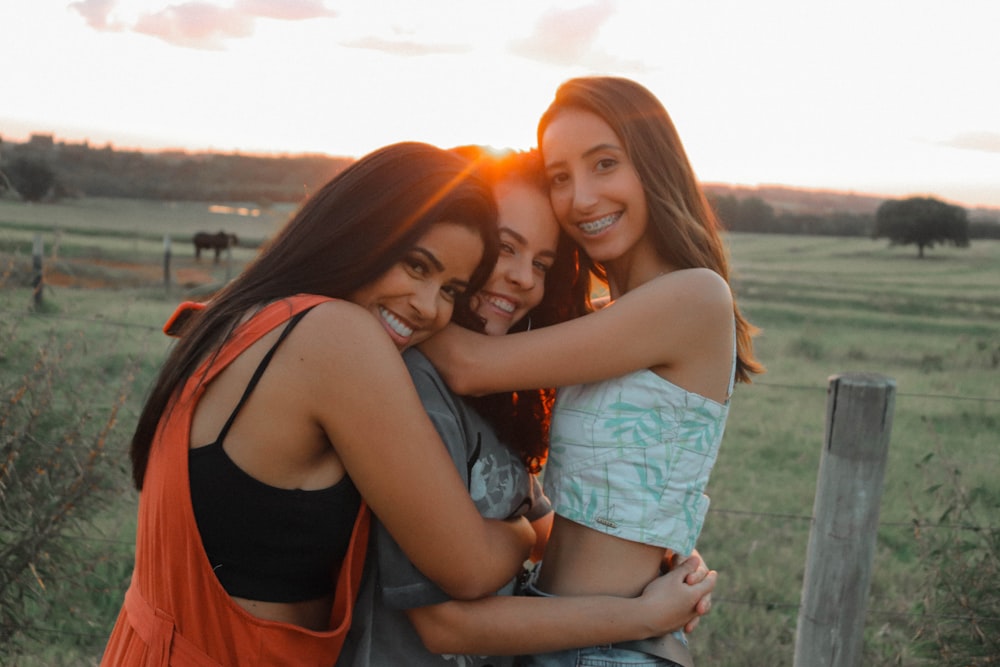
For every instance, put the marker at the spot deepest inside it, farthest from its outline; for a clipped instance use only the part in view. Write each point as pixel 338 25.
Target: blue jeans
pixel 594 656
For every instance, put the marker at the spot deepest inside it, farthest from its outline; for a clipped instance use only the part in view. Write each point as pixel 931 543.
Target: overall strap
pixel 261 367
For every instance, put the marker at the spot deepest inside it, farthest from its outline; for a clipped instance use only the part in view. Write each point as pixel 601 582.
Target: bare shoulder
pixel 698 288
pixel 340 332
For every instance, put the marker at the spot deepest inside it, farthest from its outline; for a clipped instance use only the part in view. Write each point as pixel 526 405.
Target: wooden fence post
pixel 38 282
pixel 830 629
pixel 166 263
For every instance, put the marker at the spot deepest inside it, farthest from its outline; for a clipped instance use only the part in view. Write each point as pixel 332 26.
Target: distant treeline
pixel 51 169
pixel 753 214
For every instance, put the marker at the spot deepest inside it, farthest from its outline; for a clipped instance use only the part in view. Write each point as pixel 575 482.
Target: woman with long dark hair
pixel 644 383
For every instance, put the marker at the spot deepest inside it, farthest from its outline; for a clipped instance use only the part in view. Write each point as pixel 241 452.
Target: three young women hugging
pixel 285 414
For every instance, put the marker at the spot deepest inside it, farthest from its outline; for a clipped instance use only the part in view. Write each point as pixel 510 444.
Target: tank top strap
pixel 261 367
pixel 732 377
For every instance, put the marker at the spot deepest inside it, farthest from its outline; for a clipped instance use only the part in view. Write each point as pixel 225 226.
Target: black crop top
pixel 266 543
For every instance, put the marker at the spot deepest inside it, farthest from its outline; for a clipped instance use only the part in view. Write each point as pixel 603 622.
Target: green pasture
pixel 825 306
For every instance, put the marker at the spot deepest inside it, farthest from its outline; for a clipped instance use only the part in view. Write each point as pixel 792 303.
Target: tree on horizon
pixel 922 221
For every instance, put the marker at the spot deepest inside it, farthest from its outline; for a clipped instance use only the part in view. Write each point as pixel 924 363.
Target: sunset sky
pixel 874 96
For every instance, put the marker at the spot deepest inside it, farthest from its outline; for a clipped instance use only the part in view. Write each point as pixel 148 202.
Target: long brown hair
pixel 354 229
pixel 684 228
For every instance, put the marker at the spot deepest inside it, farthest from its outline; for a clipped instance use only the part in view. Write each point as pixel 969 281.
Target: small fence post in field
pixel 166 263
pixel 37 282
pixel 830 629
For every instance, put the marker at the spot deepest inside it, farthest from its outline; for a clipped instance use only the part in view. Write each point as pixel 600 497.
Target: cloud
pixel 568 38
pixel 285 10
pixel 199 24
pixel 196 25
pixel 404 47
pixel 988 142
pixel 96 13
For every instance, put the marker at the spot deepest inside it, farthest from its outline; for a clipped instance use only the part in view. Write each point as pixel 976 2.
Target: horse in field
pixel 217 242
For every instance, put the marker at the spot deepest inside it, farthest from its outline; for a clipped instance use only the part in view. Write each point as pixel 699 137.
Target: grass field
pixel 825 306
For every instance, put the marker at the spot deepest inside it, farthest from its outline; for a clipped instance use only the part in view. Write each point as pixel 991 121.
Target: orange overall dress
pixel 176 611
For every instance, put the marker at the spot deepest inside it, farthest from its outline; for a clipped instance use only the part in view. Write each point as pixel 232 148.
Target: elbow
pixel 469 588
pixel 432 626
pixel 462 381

###

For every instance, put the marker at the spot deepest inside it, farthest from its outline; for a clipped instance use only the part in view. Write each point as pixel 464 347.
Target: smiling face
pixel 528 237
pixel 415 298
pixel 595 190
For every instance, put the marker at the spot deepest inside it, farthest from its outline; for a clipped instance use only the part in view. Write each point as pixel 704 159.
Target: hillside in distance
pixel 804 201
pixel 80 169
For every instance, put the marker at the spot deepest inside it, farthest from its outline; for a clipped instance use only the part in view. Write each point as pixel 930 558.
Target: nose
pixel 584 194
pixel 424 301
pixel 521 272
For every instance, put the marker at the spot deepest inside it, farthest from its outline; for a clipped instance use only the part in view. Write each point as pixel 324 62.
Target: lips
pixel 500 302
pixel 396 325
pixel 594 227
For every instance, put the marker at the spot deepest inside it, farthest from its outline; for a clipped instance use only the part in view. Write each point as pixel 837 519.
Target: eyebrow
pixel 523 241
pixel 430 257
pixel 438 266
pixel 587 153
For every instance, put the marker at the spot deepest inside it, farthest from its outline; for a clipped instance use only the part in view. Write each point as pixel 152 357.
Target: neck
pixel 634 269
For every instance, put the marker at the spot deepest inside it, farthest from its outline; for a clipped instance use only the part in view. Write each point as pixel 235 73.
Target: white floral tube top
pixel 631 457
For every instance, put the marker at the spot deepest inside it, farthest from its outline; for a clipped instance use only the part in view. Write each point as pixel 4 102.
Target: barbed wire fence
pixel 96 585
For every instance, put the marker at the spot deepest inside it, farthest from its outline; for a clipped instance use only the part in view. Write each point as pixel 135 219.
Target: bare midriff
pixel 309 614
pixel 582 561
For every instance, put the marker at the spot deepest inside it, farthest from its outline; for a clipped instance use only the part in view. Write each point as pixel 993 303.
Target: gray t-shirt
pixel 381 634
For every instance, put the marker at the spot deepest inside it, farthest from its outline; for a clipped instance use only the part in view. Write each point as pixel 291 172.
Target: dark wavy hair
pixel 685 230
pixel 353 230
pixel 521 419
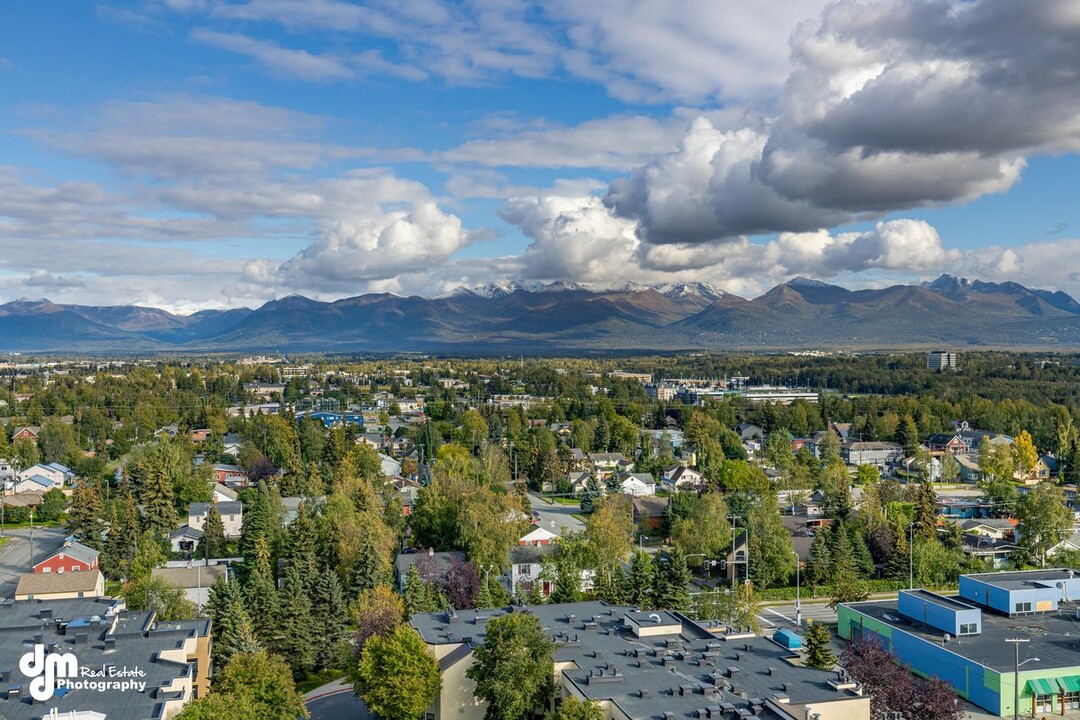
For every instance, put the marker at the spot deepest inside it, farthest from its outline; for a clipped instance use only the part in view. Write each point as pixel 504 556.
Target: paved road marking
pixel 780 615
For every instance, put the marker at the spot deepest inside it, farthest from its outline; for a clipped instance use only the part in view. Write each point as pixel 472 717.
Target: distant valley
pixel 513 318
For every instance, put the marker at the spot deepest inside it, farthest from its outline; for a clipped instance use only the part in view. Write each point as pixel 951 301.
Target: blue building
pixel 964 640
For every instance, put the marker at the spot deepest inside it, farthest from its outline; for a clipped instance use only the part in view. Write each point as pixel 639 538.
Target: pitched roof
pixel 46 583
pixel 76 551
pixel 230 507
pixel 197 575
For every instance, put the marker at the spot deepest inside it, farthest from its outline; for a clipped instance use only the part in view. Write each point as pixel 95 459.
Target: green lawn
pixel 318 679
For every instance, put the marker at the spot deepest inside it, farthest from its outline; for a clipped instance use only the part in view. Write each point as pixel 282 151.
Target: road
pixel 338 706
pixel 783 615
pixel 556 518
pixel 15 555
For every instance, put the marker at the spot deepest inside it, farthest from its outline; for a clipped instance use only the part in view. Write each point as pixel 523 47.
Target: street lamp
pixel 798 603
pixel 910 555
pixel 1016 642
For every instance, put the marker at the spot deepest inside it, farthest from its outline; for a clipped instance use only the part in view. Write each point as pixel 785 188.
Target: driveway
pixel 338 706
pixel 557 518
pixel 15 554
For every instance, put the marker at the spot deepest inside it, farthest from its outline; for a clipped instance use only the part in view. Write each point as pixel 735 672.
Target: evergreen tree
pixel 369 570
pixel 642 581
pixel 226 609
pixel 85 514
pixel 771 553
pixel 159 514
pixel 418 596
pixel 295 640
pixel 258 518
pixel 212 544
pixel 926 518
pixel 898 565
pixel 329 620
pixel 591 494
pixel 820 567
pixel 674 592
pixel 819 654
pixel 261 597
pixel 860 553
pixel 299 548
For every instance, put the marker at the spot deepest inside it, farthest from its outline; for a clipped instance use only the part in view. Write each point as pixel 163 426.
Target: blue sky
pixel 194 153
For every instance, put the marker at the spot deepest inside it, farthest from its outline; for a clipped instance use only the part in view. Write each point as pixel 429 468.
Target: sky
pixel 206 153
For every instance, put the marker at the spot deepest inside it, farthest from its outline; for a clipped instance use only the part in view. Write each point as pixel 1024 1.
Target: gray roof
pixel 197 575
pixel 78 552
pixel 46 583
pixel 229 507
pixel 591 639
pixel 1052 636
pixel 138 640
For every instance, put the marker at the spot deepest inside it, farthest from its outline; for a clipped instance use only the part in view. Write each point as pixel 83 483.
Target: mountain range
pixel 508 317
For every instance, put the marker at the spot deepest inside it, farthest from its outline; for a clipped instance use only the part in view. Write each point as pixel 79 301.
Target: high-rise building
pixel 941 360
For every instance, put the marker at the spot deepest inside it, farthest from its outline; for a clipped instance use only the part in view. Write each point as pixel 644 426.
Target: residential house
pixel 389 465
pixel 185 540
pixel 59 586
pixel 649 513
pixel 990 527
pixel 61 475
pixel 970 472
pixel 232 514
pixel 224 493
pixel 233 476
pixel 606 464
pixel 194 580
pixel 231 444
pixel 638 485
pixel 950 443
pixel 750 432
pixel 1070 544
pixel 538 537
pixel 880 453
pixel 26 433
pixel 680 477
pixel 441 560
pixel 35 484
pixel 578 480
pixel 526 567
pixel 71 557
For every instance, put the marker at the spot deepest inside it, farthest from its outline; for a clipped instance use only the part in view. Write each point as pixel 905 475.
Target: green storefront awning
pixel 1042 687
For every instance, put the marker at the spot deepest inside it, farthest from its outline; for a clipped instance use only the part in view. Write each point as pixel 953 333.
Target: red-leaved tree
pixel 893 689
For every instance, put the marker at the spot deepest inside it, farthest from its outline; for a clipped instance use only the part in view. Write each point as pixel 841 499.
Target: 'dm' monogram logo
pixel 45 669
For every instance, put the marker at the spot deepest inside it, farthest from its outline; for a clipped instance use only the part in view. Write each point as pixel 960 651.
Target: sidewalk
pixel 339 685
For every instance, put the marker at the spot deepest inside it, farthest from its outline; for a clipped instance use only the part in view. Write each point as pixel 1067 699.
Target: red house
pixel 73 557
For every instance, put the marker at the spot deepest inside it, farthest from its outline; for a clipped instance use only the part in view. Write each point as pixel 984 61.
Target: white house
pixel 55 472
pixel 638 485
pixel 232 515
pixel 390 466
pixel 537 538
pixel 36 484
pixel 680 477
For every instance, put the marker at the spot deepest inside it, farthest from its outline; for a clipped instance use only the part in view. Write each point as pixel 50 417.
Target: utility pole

###

* Work instructions:
Could you set down, exactly as written, the lines above between the one holding "pixel 841 499." and the one holding "pixel 984 61.", inclusive, and nothing more?

* Exercise output:
For every instance, put the marker at the spot deepest inside it, farthest from its outline; for a clipped instance use only the part in view. Write each point as pixel 841 499.
Target: 'dm' monogram logo
pixel 45 669
For every instance, put the marker at the spot deepest inside it, farthest from its outline; for a clipped instance use only the part in view. Write each point as pixel 960 651.
Target: sidewalk
pixel 339 685
For every instance, put the marker at the spot deepest inside it, farthest from its outline; for a clipped instance use only the part in view. Write each point as pixel 1067 699.
Target: red house
pixel 73 557
For every instance, put the marker at the spot deepest inside it, farthest from its outline; for a clipped instance use only the part in view. Write each point as pixel 984 61.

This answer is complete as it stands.